Aim 1:
Reproduce the entire point-labeling listing that follows the article below, including its requests. Offset each coordinate in the answer points by adding 73, keep the numbers in the requests and their format samples unchanged, and leave out the pictures.

Page text:
— START —
1 day ago 21K Shares
*Latest Challenge Trend Gets Weirder As Guy Vapes A Tide Pod*




Chris Ogden in NEWS


The 'Tide Pod Challenge' is one of the stupidest trends out there at the moment. In case you're unaware, there's a joke doing the rounds about people eating the laundry detergent pods due to them looking like colourful fruity snacks.

Of course, now the joke has gone a bit far and some people are actually putting the highly poisonous pods into their mouths, risking winding up with a nice trip to the emergency room to have their stomach pumped.


Now one Instagram account has taken the farce even further as one of their latest videos shows a guy puncturing a Tide Pod and squeezing the green goo out to vape it. You can guess how that stunt went down.




Credit: Instagram/Vape Tricks

The video was shared by the Instagram account Vape Tricks, which looks to specialise in slow-motion shots of people firing off smoke rings from their mouths like ghosts.

As you'd expect, the dude doesn't look like he enjoys vaping the Tide Pod juice, as he immediately crumples away spluttering in a haze of smoke. Bet his lungs felt clean afterwards though.

Thankfully the traumatic experience doesn't look to have affected the guy too much as the vid quickly moves on to him summoning a vape from his mouth like a big fireball.


As if you needed telling, you _really_ shouldn't try doing stunts like this at home - doctors have warned that ingesting the Tide Pods is likely to give you dodgy guts at the very least. In the worst cases, people stupid enough to swallow the pods may even end up getting rushed to A&E, suffering from breathing difficulties and severe burns.
— END —
Stored records:
— START —
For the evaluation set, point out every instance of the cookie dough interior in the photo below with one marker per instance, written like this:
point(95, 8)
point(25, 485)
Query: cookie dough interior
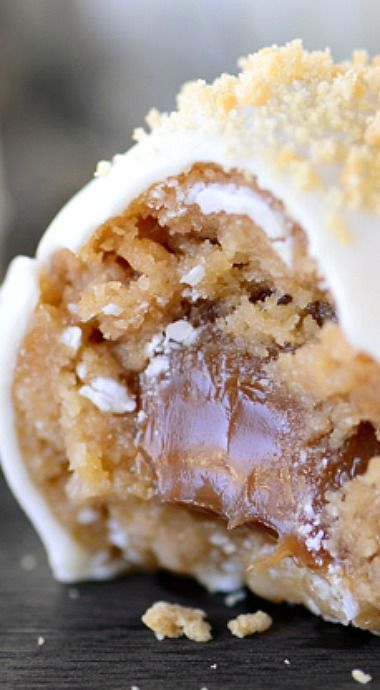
point(184, 387)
— END —
Aim 2:
Answer these questions from the Tide Pod article:
(a) Which Instagram account shared the video?
(b) What did the guy squeeze out of the punctured Tide Pod to vape?
(c) According to doctors, what is ingesting Tide Pods likely to give you at the very least?

Complete answer 1:
For the evaluation set, point out every instance of the cookie dough interior in the photo below with one marker per instance, written like this:
point(95, 8)
point(25, 485)
Query: cookie dough interior
point(257, 460)

Complete answer 2:
(a) Vape Tricks
(b) The green goo
(c) Dodgy guts